Extracted text Start Marker
Random Thoughts: the forgotten war


Hanl Brown

Staff reporter Aden McClune shares his perspective on various issues in his weekly column, Random Thoughts.

Aden McClune, Staff Reporter

Continuing with the cheery topic of catastrophic humanitarian disasters, directly (or indirectly in this specific case) caused by the United States, another muffled war has been occurring for seven years since 2015, when Saudi Arabia, a key U.S. ally, invaded Yemen in order to prop up the Yemeni president, who was overthrown by the Houthi movement in 2014-15. 

Since 2015, it is estimated that over 300,000 people have been killed, the majority of them civilians, and over 4 million people have fled the country as a result. 2 million children go without schooling, and only 50% of the country’s hospitals remain functional, the rest obliterated. According to Oxfam International, over 19 million people are predicted to suffer from acute food loss by the end of 2022.

One might ask, “What does this have to do with the United States? Saudi Arabia is all the way over there!” The answer is simple. The Biden administration, while recently beginning to halt in February, has sold Saudi Arabia over $1 billion dollars in arms since taking office, after promising in his campaign he would completely halt sales to Saudi Arabia, claiming that “they have enough guns.”
Extracted text End Marker
Data records Start Marker
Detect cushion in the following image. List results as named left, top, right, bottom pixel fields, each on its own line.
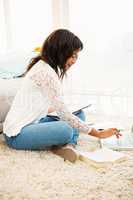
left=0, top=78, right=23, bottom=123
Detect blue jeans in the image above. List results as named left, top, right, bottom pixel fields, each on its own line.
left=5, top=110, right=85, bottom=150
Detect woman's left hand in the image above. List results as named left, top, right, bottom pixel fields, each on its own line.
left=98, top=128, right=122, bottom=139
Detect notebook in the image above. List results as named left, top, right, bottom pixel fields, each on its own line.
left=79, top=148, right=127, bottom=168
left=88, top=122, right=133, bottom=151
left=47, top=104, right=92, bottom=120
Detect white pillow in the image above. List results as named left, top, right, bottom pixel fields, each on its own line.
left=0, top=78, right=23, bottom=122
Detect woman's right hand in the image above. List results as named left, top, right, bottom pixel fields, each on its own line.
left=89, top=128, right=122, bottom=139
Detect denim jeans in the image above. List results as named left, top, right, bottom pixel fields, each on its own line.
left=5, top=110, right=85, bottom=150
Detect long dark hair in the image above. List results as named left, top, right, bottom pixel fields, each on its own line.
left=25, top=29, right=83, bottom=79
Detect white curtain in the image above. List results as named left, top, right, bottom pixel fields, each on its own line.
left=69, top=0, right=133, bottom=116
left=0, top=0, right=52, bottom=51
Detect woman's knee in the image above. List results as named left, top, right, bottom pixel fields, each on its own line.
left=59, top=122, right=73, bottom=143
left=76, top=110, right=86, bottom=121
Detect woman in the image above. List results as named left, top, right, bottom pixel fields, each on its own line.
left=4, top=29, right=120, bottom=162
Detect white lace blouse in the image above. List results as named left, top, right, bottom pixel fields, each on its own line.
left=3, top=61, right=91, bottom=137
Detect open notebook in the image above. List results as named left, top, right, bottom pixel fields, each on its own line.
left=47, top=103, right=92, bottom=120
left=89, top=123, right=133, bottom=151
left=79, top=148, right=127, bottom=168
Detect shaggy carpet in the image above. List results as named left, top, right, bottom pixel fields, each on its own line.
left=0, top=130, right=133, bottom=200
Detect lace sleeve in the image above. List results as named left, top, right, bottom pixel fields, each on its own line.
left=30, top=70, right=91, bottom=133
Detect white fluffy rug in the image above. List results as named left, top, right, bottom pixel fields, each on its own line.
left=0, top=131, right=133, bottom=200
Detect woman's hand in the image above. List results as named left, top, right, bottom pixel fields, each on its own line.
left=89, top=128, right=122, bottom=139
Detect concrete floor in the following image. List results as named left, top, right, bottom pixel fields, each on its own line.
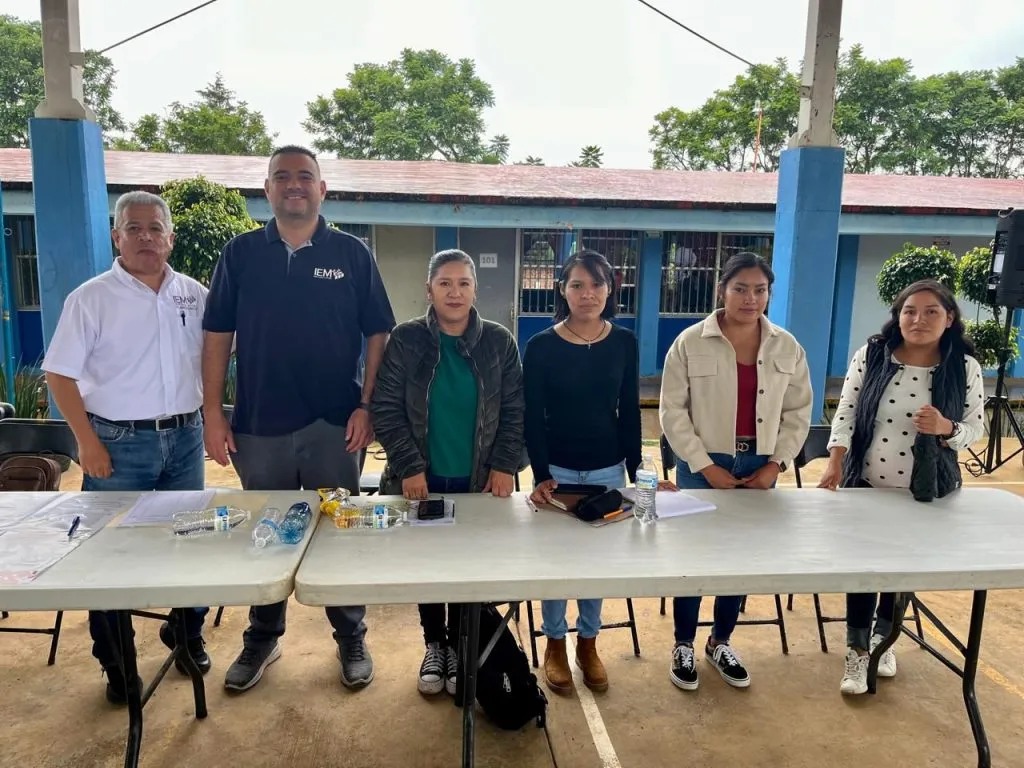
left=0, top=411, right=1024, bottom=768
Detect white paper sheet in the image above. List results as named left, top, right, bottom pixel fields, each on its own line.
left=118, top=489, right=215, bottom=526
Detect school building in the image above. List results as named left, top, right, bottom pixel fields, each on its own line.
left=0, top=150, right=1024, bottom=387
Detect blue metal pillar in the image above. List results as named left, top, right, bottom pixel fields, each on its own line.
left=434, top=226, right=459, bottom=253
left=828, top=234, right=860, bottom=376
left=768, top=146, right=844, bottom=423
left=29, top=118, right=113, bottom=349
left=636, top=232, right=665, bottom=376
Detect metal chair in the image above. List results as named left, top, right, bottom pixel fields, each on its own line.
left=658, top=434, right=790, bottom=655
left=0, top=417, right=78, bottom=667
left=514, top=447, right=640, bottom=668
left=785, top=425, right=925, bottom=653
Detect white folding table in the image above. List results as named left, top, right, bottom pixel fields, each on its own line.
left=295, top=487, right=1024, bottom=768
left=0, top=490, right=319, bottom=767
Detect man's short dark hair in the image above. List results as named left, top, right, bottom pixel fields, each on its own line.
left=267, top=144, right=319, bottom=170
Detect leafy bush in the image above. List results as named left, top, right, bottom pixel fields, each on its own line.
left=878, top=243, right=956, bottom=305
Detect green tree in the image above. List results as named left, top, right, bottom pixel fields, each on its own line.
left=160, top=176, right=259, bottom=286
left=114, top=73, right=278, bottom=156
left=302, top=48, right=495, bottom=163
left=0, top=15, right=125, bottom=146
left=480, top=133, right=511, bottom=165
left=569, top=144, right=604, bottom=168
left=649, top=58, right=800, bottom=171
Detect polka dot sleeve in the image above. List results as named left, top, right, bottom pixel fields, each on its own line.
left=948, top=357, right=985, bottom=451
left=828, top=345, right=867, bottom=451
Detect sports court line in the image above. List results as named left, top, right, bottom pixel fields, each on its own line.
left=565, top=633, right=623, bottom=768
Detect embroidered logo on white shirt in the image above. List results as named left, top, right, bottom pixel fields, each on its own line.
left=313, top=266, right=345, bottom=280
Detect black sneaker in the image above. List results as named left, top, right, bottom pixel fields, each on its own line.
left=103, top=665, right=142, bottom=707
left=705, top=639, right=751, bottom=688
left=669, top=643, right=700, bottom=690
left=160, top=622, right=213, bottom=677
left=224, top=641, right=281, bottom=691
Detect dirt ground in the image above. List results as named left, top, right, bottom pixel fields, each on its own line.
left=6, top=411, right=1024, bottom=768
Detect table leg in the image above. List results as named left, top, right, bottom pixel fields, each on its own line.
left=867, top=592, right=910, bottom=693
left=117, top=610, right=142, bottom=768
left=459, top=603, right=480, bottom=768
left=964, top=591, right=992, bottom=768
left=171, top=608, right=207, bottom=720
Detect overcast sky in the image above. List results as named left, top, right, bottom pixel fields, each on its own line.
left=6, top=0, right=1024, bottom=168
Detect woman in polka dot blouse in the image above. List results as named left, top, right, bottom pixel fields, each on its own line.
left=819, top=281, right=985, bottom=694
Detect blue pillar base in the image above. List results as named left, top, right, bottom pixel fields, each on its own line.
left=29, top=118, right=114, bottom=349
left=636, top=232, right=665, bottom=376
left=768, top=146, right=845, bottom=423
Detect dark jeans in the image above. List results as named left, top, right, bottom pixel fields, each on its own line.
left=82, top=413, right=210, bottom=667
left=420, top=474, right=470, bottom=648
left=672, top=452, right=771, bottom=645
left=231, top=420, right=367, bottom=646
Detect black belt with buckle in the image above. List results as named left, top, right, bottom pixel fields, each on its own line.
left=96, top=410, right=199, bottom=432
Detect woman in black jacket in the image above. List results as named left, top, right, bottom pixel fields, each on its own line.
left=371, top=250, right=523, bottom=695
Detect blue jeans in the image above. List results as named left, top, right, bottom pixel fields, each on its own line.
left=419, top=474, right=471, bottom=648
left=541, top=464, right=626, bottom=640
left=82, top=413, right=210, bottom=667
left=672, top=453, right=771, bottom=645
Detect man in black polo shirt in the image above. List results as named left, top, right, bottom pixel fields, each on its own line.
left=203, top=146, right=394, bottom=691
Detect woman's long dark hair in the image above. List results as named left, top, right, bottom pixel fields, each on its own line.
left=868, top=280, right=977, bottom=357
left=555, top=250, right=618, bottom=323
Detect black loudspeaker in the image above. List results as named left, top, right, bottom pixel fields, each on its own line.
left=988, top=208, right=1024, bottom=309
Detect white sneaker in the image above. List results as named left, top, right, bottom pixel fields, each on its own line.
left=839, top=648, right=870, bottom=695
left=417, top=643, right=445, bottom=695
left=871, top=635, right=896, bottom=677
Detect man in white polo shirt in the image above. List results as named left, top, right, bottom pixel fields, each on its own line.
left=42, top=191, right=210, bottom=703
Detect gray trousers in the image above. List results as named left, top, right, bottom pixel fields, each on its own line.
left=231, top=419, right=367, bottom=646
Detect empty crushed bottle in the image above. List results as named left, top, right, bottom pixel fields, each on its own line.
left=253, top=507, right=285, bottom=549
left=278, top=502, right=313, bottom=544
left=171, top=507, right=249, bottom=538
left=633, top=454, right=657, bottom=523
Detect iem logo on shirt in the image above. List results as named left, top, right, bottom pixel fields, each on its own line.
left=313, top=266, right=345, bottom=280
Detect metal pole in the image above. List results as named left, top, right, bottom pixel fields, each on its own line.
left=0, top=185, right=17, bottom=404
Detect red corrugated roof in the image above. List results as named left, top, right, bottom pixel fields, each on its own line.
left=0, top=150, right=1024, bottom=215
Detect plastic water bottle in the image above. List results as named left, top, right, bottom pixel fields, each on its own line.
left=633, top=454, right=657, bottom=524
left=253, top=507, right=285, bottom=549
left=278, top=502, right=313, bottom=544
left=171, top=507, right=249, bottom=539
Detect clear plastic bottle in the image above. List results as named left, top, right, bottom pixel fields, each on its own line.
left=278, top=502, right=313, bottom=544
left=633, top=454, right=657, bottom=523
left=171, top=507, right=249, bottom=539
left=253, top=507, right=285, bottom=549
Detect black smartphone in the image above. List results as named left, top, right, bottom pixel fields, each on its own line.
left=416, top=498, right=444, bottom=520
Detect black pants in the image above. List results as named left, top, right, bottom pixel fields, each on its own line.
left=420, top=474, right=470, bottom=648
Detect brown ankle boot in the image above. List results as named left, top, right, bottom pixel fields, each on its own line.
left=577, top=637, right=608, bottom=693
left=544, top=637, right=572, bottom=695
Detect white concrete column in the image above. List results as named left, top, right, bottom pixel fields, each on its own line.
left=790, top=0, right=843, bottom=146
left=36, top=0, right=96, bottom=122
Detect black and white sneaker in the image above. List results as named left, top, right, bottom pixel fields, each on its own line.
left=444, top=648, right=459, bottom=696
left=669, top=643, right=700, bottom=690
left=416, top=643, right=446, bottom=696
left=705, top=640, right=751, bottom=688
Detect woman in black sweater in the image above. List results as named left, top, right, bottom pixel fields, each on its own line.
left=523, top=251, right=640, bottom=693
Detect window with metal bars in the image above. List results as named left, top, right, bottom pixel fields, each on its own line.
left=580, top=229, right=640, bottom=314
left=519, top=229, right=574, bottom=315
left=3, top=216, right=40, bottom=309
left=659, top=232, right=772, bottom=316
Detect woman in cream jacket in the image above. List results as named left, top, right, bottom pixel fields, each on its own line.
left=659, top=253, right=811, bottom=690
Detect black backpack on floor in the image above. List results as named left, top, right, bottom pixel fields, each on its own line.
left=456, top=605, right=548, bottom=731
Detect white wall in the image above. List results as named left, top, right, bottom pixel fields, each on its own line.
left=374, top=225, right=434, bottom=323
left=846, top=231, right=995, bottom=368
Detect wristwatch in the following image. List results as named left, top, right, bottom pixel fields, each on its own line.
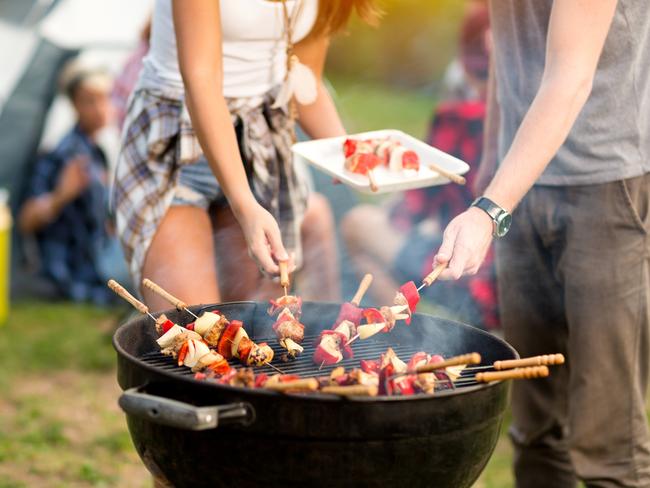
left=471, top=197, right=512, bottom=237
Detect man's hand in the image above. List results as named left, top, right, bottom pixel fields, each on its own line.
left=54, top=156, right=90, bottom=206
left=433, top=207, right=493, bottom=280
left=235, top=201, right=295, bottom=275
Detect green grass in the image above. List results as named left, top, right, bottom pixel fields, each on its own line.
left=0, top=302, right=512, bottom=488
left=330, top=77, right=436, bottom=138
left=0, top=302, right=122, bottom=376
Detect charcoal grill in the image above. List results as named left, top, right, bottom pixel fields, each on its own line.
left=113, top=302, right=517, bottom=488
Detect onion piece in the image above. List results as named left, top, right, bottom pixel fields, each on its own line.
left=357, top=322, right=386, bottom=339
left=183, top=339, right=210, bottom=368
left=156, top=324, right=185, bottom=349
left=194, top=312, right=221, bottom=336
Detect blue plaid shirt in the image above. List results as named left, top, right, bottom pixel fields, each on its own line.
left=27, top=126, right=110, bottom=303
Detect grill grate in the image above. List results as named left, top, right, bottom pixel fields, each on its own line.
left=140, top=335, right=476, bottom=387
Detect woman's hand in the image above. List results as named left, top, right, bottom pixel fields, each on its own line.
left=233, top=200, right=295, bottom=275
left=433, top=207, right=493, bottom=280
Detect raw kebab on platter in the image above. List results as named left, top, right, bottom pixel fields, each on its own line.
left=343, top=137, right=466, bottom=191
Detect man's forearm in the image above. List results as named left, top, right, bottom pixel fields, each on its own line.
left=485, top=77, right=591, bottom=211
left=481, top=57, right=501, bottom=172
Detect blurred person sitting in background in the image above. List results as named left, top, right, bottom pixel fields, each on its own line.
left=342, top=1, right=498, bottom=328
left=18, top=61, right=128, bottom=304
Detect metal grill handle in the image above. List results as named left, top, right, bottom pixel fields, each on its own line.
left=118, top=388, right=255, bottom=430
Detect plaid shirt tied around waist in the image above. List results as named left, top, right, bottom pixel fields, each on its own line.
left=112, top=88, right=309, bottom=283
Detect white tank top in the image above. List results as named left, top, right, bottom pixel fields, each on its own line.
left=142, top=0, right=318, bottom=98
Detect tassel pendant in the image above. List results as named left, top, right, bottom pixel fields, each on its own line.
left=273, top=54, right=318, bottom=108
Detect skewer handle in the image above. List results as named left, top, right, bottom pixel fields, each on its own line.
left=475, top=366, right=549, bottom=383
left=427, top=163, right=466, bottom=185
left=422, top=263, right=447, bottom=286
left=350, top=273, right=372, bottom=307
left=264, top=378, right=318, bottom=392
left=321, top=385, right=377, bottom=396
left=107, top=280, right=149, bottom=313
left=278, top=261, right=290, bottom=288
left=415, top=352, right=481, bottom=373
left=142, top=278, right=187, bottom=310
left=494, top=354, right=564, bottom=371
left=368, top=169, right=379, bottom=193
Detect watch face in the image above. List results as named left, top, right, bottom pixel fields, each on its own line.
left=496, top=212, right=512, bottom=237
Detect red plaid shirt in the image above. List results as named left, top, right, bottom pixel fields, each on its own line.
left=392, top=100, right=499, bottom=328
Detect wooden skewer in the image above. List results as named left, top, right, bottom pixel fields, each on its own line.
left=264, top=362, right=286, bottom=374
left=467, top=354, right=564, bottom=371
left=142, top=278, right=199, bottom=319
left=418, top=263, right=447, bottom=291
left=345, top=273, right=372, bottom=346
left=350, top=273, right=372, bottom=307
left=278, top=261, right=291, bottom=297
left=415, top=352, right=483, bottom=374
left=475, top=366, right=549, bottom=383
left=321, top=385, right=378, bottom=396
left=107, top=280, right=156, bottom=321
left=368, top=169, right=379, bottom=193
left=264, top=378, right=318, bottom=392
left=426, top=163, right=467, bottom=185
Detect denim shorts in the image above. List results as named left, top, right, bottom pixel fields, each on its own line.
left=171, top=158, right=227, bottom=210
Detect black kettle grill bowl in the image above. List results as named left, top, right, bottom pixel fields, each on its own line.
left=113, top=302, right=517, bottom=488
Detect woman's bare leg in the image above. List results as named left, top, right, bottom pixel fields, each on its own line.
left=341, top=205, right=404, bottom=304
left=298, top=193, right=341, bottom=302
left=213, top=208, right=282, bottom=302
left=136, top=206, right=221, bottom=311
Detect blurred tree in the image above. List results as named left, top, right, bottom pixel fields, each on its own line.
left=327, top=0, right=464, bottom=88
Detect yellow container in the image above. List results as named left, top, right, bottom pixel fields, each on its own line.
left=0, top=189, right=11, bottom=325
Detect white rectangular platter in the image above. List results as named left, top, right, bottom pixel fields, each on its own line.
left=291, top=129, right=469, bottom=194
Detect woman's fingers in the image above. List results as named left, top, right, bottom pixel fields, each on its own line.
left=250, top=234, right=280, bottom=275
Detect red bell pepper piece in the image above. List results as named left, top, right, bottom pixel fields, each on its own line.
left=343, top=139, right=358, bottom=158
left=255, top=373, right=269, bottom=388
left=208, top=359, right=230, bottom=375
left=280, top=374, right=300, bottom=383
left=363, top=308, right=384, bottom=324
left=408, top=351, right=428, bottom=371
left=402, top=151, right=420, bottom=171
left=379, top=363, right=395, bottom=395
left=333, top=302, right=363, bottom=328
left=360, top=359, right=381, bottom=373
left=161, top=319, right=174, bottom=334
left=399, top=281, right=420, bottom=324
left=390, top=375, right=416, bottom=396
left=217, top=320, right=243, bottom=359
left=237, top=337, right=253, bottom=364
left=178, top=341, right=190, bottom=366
Data records End Marker
» **What the exercise asks**
Extend the Random Thoughts column on the war in Yemen, picking up right after its final sentence.

» **Answer to the exercise**
U.S. missiles used by the Saudi’s strike water treatment plants and fuel distilleries, driving up the price of oil in Yemen even higher and inhibit basic needs like food and water from reaching civilians, drawing out the crisis even further.

It is clear that the U.S. is complicit in meddling in the affairs of yet another country in the Middle East in their pursuit of resources and global influences. These stories, while incredibly important, rarely make headlines as Saudi Arabia is a U.S. ally. While the world is distracted by the invasion of Ukraine by Russia, a U.S. enemy attacking a U.S. ally, stories like these purposefully slip through the cracks.